The data below:
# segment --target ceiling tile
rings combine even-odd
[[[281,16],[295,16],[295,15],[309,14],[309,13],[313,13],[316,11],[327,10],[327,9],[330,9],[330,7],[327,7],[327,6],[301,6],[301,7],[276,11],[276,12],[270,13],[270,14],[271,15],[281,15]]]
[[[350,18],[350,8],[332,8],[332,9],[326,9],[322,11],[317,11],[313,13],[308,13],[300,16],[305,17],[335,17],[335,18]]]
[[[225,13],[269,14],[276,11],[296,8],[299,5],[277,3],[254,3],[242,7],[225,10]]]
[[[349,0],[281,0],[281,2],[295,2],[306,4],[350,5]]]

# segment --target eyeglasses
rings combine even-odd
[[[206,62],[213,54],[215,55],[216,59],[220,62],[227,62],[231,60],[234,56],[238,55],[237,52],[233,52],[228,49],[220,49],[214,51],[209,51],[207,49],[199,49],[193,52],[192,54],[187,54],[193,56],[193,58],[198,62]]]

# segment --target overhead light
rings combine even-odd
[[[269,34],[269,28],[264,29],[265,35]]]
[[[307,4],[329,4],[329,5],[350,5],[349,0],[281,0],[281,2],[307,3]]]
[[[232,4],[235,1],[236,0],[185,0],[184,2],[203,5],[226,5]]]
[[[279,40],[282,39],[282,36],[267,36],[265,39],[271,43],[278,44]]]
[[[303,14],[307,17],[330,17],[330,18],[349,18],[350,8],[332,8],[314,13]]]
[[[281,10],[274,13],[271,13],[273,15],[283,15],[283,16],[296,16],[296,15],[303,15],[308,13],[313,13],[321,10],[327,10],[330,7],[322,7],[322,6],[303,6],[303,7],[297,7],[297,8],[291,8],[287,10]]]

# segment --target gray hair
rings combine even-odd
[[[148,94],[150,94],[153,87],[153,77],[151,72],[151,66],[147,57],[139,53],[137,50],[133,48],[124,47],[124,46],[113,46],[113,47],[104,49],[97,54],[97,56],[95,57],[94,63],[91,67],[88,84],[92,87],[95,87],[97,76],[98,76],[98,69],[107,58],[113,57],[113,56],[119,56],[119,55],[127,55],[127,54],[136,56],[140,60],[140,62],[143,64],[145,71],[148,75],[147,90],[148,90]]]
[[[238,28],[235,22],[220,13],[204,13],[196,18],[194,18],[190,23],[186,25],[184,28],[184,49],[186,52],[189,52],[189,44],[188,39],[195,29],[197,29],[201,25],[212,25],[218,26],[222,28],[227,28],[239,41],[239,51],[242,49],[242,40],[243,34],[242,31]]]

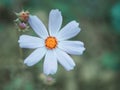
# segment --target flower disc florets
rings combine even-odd
[[[48,49],[54,49],[57,46],[57,39],[55,37],[49,36],[45,40],[45,46]]]

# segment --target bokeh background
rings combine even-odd
[[[32,50],[24,49],[21,58],[14,12],[29,10],[47,26],[48,14],[56,8],[63,26],[71,20],[80,23],[75,39],[85,43],[86,51],[72,56],[73,71],[59,65],[55,75],[46,77],[41,74],[43,61],[32,67],[23,64]],[[0,0],[0,90],[120,90],[120,1]]]

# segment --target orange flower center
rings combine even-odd
[[[48,49],[54,49],[57,46],[57,39],[55,37],[47,37],[47,39],[45,40],[45,46]]]

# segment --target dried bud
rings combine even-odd
[[[22,11],[19,14],[17,14],[18,18],[22,22],[27,22],[29,18],[29,12],[28,11]]]

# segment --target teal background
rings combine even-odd
[[[76,67],[67,72],[61,65],[52,78],[41,80],[43,60],[27,67],[23,60],[32,50],[19,53],[14,12],[28,10],[47,26],[51,9],[59,9],[63,26],[80,23],[75,40],[86,51],[72,56]],[[62,27],[63,27],[62,26]],[[23,34],[35,35],[33,31]],[[0,90],[120,90],[120,1],[119,0],[0,0]]]

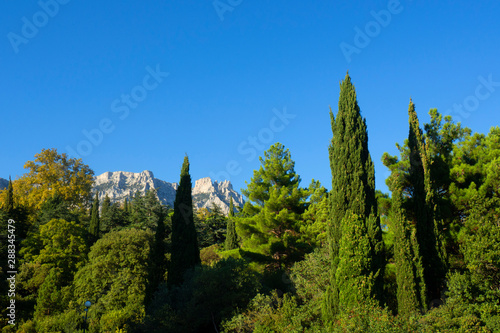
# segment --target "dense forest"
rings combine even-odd
[[[193,209],[187,156],[166,207],[100,198],[81,159],[42,150],[0,193],[2,332],[500,332],[500,128],[429,115],[410,100],[377,191],[346,75],[331,190],[275,143],[228,216]]]

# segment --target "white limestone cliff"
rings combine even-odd
[[[9,186],[9,181],[7,179],[0,178],[0,190],[3,190],[8,186]]]
[[[212,181],[210,177],[198,179],[191,193],[196,208],[210,208],[212,204],[216,204],[226,215],[229,213],[231,198],[235,207],[242,207],[244,204],[243,196],[236,192],[231,182],[227,180],[219,183],[216,180]]]
[[[148,189],[156,189],[158,199],[164,205],[173,207],[177,186],[177,183],[155,178],[153,172],[148,170],[141,173],[115,171],[96,176],[94,192],[99,192],[100,198],[107,195],[111,202],[122,202],[132,198],[136,192],[144,194]],[[244,203],[242,195],[233,189],[229,181],[219,183],[209,177],[195,182],[192,195],[195,208],[210,208],[216,204],[226,215],[229,213],[230,198],[233,198],[236,207]]]

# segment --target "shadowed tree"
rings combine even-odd
[[[403,208],[404,175],[397,169],[392,171],[387,184],[392,191],[391,228],[394,229],[398,314],[408,318],[426,309],[427,290],[416,228]]]
[[[101,219],[104,215],[108,213],[109,207],[111,206],[111,199],[106,196],[104,197],[104,200],[102,201],[102,206],[101,206]]]
[[[92,203],[92,213],[90,215],[89,232],[92,236],[92,243],[99,239],[99,194],[96,192],[94,202]]]
[[[435,195],[431,179],[431,154],[426,142],[428,140],[425,140],[420,129],[415,104],[411,100],[408,116],[410,122],[409,182],[412,192],[408,204],[417,228],[417,241],[422,254],[428,296],[436,299],[440,297],[440,285],[446,272],[446,259],[438,235],[439,221],[434,214]]]
[[[163,282],[165,271],[166,271],[166,228],[165,228],[165,217],[166,211],[163,207],[158,212],[158,223],[156,226],[155,239],[153,243],[153,248],[150,252],[150,262],[151,271],[146,288],[146,301],[151,301],[154,292],[158,289],[158,286]]]
[[[226,250],[234,250],[238,248],[238,234],[234,224],[234,203],[233,198],[229,200],[229,214],[227,220],[227,235],[226,235]]]
[[[186,156],[182,164],[181,179],[175,196],[172,216],[172,253],[167,278],[169,287],[180,285],[186,271],[201,263],[194,226],[191,187],[189,159]]]

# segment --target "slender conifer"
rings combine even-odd
[[[337,115],[334,117],[330,110],[330,116],[333,138],[329,147],[332,191],[328,234],[332,262],[331,283],[323,308],[327,321],[332,321],[341,307],[346,308],[346,304],[340,304],[341,300],[353,300],[349,304],[364,297],[380,300],[385,266],[375,169],[368,151],[366,121],[361,117],[349,74],[340,84]],[[347,226],[349,232],[344,234]],[[341,255],[345,251],[355,251],[352,256],[360,259],[363,267],[355,268],[344,262]],[[356,284],[361,280],[368,290],[358,289]]]
[[[167,279],[169,287],[180,285],[184,281],[186,271],[201,263],[194,226],[191,187],[189,159],[186,156],[182,164],[172,216],[172,253]]]

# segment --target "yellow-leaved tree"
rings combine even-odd
[[[13,181],[16,205],[38,210],[45,200],[58,194],[73,208],[88,206],[94,171],[81,159],[58,154],[54,148],[42,149],[34,161],[24,164],[24,169],[28,172]],[[0,200],[6,197],[6,193],[2,193]]]

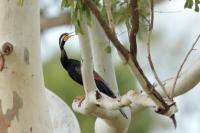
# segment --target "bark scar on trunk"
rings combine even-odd
[[[30,64],[29,62],[29,51],[27,48],[24,48],[24,62],[28,65]]]
[[[23,107],[23,100],[13,91],[13,106],[11,109],[7,109],[6,113],[2,110],[2,101],[0,99],[0,131],[1,133],[8,133],[8,128],[11,126],[11,121],[16,119],[19,121],[19,109]]]

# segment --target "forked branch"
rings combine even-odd
[[[84,0],[86,6],[91,10],[91,12],[94,14],[94,16],[99,21],[100,25],[104,29],[104,32],[106,33],[107,37],[112,41],[113,45],[116,47],[118,52],[120,52],[124,58],[126,59],[127,63],[129,64],[131,70],[136,74],[136,77],[140,84],[142,85],[145,92],[151,97],[151,99],[156,103],[158,108],[165,110],[164,112],[167,112],[169,109],[168,104],[165,102],[165,100],[162,98],[162,96],[155,90],[154,86],[148,81],[147,77],[144,75],[142,69],[140,68],[136,58],[132,58],[133,56],[130,54],[130,52],[123,47],[121,42],[118,40],[117,36],[113,34],[112,30],[106,23],[106,21],[101,16],[100,11],[96,7],[93,1],[91,0]],[[137,5],[135,4],[135,8],[133,10],[137,10]]]

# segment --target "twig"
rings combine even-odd
[[[153,21],[154,21],[154,1],[151,0],[150,4],[151,4],[151,19],[150,19],[150,24],[149,24],[149,33],[148,33],[148,41],[147,41],[148,61],[149,61],[149,65],[151,67],[151,70],[153,72],[155,79],[157,80],[158,84],[161,86],[165,95],[169,98],[165,86],[162,84],[162,81],[158,77],[158,74],[156,72],[156,69],[153,65],[153,61],[152,61],[152,58],[151,58],[150,42],[151,42],[151,33],[152,33],[152,30],[153,30]]]
[[[158,84],[161,86],[163,92],[165,93],[165,95],[169,98],[169,95],[167,94],[167,91],[166,91],[166,88],[165,86],[163,85],[162,81],[160,80],[160,78],[158,77],[158,74],[155,70],[155,67],[153,65],[153,61],[151,59],[151,52],[150,52],[150,38],[151,38],[151,31],[149,31],[149,35],[148,35],[148,42],[147,42],[147,51],[148,51],[148,61],[149,61],[149,64],[150,64],[150,67],[151,67],[151,70],[153,72],[153,75],[156,79],[156,81],[158,82]]]
[[[183,65],[185,64],[186,60],[188,59],[190,53],[193,51],[193,49],[194,49],[195,45],[197,44],[199,38],[200,38],[200,34],[198,35],[198,37],[196,38],[196,40],[195,40],[195,42],[193,43],[192,47],[191,47],[190,50],[188,51],[188,53],[187,53],[185,59],[183,60],[183,63],[181,64],[181,66],[180,66],[180,68],[179,68],[179,70],[178,70],[178,72],[177,72],[177,74],[176,74],[176,78],[175,78],[175,80],[174,80],[174,84],[173,84],[173,87],[172,87],[172,91],[171,91],[171,94],[170,94],[170,98],[173,97],[173,94],[174,94],[174,91],[175,91],[175,87],[176,87],[176,82],[177,82],[177,80],[178,80],[179,74],[181,73],[181,70],[182,70],[182,68],[183,68]]]
[[[105,5],[105,8],[106,8],[106,14],[107,14],[107,17],[108,17],[109,26],[112,29],[113,33],[116,34],[115,33],[115,24],[113,22],[113,16],[112,16],[112,12],[111,12],[110,0],[104,0],[104,5]]]
[[[162,84],[161,80],[159,79],[158,77],[158,74],[156,73],[156,70],[154,68],[154,65],[153,65],[153,62],[152,62],[152,59],[151,59],[151,52],[150,52],[150,39],[151,39],[151,32],[152,32],[152,29],[153,29],[153,20],[154,20],[154,1],[153,0],[150,0],[150,6],[151,6],[151,20],[150,20],[150,25],[149,25],[149,35],[148,35],[148,43],[147,43],[147,46],[148,46],[148,60],[149,60],[149,64],[150,64],[150,67],[151,67],[151,70],[153,71],[153,74],[155,76],[155,79],[158,81],[158,84],[161,86],[162,90],[164,91],[165,95],[168,97],[168,100],[170,100],[170,104],[168,103],[168,106],[166,107],[167,109],[167,113],[166,113],[166,110],[159,110],[158,109],[158,113],[161,113],[161,114],[170,114],[168,115],[172,121],[173,121],[173,124],[176,128],[176,119],[175,119],[175,113],[177,112],[177,107],[176,107],[176,104],[174,103],[173,99],[170,99],[168,94],[167,94],[167,91],[166,91],[166,88],[164,87],[164,85]],[[158,93],[159,94],[159,93]],[[172,106],[171,106],[172,105]]]
[[[151,20],[150,20],[150,25],[149,25],[149,31],[153,29],[153,20],[154,20],[154,1],[153,0],[151,0],[150,6],[151,6]]]

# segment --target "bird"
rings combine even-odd
[[[61,52],[60,62],[63,68],[68,72],[69,76],[75,82],[83,86],[80,61],[68,58],[67,53],[64,49],[65,42],[72,36],[73,36],[72,33],[63,33],[59,37],[59,47]],[[106,82],[103,80],[103,78],[95,71],[93,71],[93,74],[97,89],[111,98],[117,98],[116,95],[113,93],[113,91],[108,87]],[[122,111],[122,109],[119,109],[119,111],[126,119],[128,119],[128,117]]]

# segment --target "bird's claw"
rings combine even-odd
[[[74,100],[75,102],[77,101],[79,102],[78,107],[80,107],[84,99],[85,99],[85,96],[76,96]]]

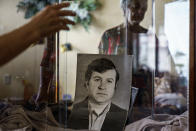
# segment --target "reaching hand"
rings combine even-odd
[[[62,10],[62,8],[69,5],[69,3],[50,5],[36,14],[28,24],[29,28],[35,31],[35,39],[39,40],[62,29],[69,30],[67,25],[75,23],[65,18],[65,16],[75,16],[75,13],[69,10]]]
[[[74,24],[74,22],[66,19],[65,16],[75,16],[75,13],[62,10],[69,5],[69,3],[62,3],[47,6],[26,25],[0,36],[0,66],[41,38],[61,29],[69,30],[67,25]]]

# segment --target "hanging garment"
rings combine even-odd
[[[56,80],[55,80],[55,35],[47,37],[47,44],[40,64],[40,86],[37,102],[56,101]]]
[[[125,131],[188,131],[188,111],[182,115],[154,115],[128,125]]]

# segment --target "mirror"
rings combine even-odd
[[[23,18],[23,13],[17,13],[19,1],[0,1],[0,35],[29,21]],[[74,9],[81,20],[90,14],[92,23],[88,30],[80,22],[70,27],[70,31],[60,31],[59,37],[48,37],[47,42],[43,42],[45,45],[29,47],[1,67],[0,99],[20,104],[36,95],[41,83],[40,76],[47,78],[40,75],[46,43],[50,40],[57,43],[59,40],[59,66],[56,66],[59,76],[55,76],[56,72],[52,75],[59,77],[59,83],[53,81],[49,95],[51,101],[47,104],[56,104],[56,100],[60,100],[62,110],[56,112],[55,118],[65,127],[75,99],[77,55],[102,54],[134,55],[126,130],[146,119],[166,121],[167,116],[185,117],[185,128],[188,128],[190,1],[97,1],[101,6],[89,12],[71,2],[73,5],[70,9]],[[66,117],[62,118],[61,113]]]

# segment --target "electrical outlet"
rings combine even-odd
[[[12,77],[10,74],[4,74],[3,76],[3,84],[10,85],[12,82]]]

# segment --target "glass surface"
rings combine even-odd
[[[60,56],[60,83],[64,85],[62,96],[70,94],[74,100],[77,53],[133,54],[132,87],[136,87],[138,92],[131,103],[133,107],[127,124],[134,124],[146,117],[166,121],[166,114],[185,115],[188,123],[189,1],[148,0],[146,6],[141,1],[142,4],[134,0],[134,4],[125,2],[124,13],[119,3],[111,5],[107,1],[106,6],[93,14],[96,21],[88,33],[76,26],[71,32],[61,34],[62,42],[73,45],[72,51]],[[131,12],[137,10],[140,14],[129,17]],[[144,18],[142,13],[145,13]],[[138,22],[141,26],[131,26],[131,22]],[[77,32],[81,32],[80,35]],[[159,117],[157,114],[165,116]]]
[[[158,6],[159,1],[156,2]],[[155,78],[156,113],[180,115],[188,110],[189,1],[168,2],[162,10],[160,8],[157,8],[156,13],[158,15],[162,12],[164,17],[156,21],[163,25],[156,30],[160,43],[159,70],[162,76]],[[168,61],[166,57],[169,57]]]
[[[124,59],[127,55],[133,55],[132,69],[124,71],[125,73],[132,71],[132,79],[130,78],[132,84],[127,90],[131,93],[131,99],[124,100],[126,104],[120,104],[129,108],[126,131],[143,126],[137,122],[147,121],[154,124],[173,122],[175,118],[183,118],[182,123],[185,125],[181,126],[187,129],[189,1],[122,1],[124,3],[120,4],[120,0],[99,0],[102,6],[91,12],[93,19],[88,31],[81,24],[72,26],[70,31],[60,31],[59,36],[49,36],[44,41],[45,45],[29,47],[2,66],[1,106],[4,106],[4,102],[23,105],[33,113],[45,113],[43,123],[47,123],[50,119],[55,124],[58,122],[63,125],[56,124],[56,127],[67,128],[73,105],[76,104],[77,84],[84,88],[86,85],[85,80],[77,81],[78,74],[85,72],[83,68],[77,69],[80,68],[78,65],[85,63],[84,61],[77,63],[78,54],[100,54],[107,55],[108,58],[110,55],[113,57],[118,55]],[[24,20],[23,13],[16,12],[18,2],[19,0],[0,1],[0,35],[28,22]],[[76,7],[77,4],[71,6],[70,10],[75,10]],[[85,13],[84,10],[77,11],[81,16]],[[12,16],[8,18],[7,14]],[[58,47],[57,44],[50,46],[55,42],[59,43]],[[51,52],[47,52],[47,49],[51,49]],[[123,62],[121,64],[127,69],[127,63],[130,61]],[[122,83],[121,81],[121,86]],[[39,89],[44,90],[41,95]],[[117,91],[123,95],[119,89]],[[84,90],[78,94],[80,93],[87,94]],[[37,95],[44,101],[35,103]],[[115,101],[123,101],[118,98],[120,97],[116,97]],[[130,101],[128,102],[130,105],[127,101]],[[49,128],[44,126],[45,129]],[[156,128],[161,130],[163,127],[156,126]],[[148,129],[153,130],[153,127],[149,126]]]

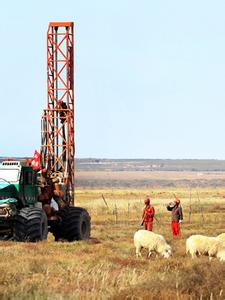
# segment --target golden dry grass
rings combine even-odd
[[[174,193],[184,211],[182,238],[176,240],[165,208]],[[159,220],[154,231],[171,244],[171,259],[147,259],[147,251],[135,257],[133,234],[147,194]],[[225,299],[225,264],[185,255],[189,235],[225,232],[223,195],[222,189],[193,189],[190,201],[187,189],[79,189],[76,205],[91,214],[92,238],[0,242],[0,299]]]

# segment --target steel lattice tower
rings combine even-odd
[[[66,200],[74,199],[74,34],[73,22],[49,23],[47,109],[42,116],[42,168],[62,172]]]

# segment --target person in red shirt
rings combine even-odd
[[[145,203],[145,208],[142,214],[141,225],[145,226],[145,230],[152,231],[155,209],[152,205],[150,205],[150,197],[145,198],[144,203]]]

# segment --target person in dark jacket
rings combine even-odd
[[[180,199],[178,197],[174,200],[174,207],[171,211],[172,216],[172,222],[171,222],[171,229],[172,229],[172,236],[174,237],[180,237],[181,231],[180,231],[180,223],[183,220],[183,212],[182,207],[180,205]]]

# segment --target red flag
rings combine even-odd
[[[37,152],[37,150],[34,151],[34,156],[31,162],[31,166],[34,170],[40,170],[41,168],[41,154]]]

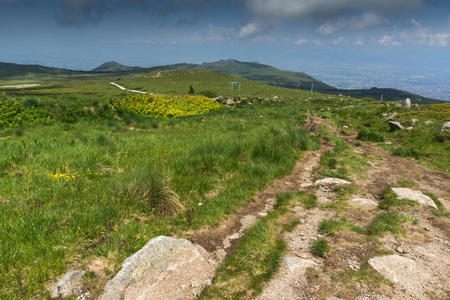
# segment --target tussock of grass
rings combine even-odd
[[[407,215],[385,212],[372,221],[368,232],[371,235],[383,235],[386,232],[391,232],[395,235],[404,235],[405,229],[403,228],[402,223],[405,222],[417,224],[419,220]]]
[[[330,250],[331,246],[326,238],[313,240],[311,243],[311,253],[314,255],[325,257]]]
[[[376,131],[364,128],[356,136],[358,140],[361,141],[371,141],[371,142],[384,142],[386,137]]]
[[[353,224],[348,220],[331,220],[325,219],[319,224],[319,230],[329,235],[336,235],[338,231],[351,230],[359,234],[366,234],[366,230],[360,226]]]

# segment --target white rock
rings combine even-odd
[[[341,186],[351,184],[351,182],[340,178],[324,178],[317,180],[316,182],[314,182],[314,184],[318,186],[327,186],[327,185]]]
[[[415,191],[409,188],[401,188],[401,187],[394,187],[391,189],[397,195],[398,199],[412,200],[424,206],[431,206],[437,208],[437,205],[436,203],[434,203],[433,199],[431,199],[427,195],[424,195],[421,191]]]

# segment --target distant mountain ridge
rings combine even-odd
[[[0,79],[22,76],[30,73],[50,75],[77,75],[98,73],[150,73],[154,71],[177,69],[205,69],[216,73],[258,81],[273,86],[308,91],[311,90],[313,86],[314,92],[335,95],[340,94],[355,98],[370,97],[374,99],[380,99],[381,95],[383,95],[383,100],[388,101],[404,100],[406,98],[410,98],[412,103],[430,104],[446,102],[444,100],[426,98],[413,93],[391,88],[371,88],[361,90],[337,89],[303,72],[283,71],[259,62],[240,62],[233,59],[219,60],[216,62],[202,64],[179,63],[150,68],[143,68],[138,66],[130,67],[122,65],[116,61],[110,61],[92,69],[91,71],[75,71],[45,67],[41,65],[20,65],[0,62]]]

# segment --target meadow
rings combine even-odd
[[[160,96],[136,96],[110,81]],[[231,81],[241,81],[242,90],[228,90]],[[23,82],[40,86],[0,95],[1,299],[49,298],[48,285],[66,271],[101,258],[112,276],[153,237],[217,226],[320,147],[301,129],[307,111],[348,125],[346,134],[370,122],[382,142],[395,141],[383,144],[394,154],[417,149],[417,157],[405,155],[443,172],[450,165],[449,143],[436,136],[445,121],[436,111],[447,106],[417,112],[432,126],[389,132],[381,113],[395,110],[405,121],[416,113],[204,70],[29,75],[6,83]],[[180,96],[190,86],[195,95]],[[164,99],[184,103],[182,113],[129,105]],[[97,295],[105,283],[95,274],[86,281]]]

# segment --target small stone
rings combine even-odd
[[[433,121],[425,121],[424,123],[425,123],[425,125],[430,125],[430,124],[433,124],[434,122]]]
[[[267,212],[259,212],[258,213],[258,217],[260,217],[260,218],[265,218],[265,217],[267,217]]]
[[[50,290],[50,295],[53,298],[69,297],[75,293],[75,288],[81,281],[84,271],[70,271],[67,272]]]
[[[396,112],[393,113],[393,114],[391,114],[391,115],[389,116],[388,120],[394,119],[396,115],[398,115],[398,113],[396,113]]]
End of The data.
■ Exercise prompt ■
Go line by line through the data and copy any that contain "background".

■ Response to this task ■
# segment --target bokeh background
# segment --target teal background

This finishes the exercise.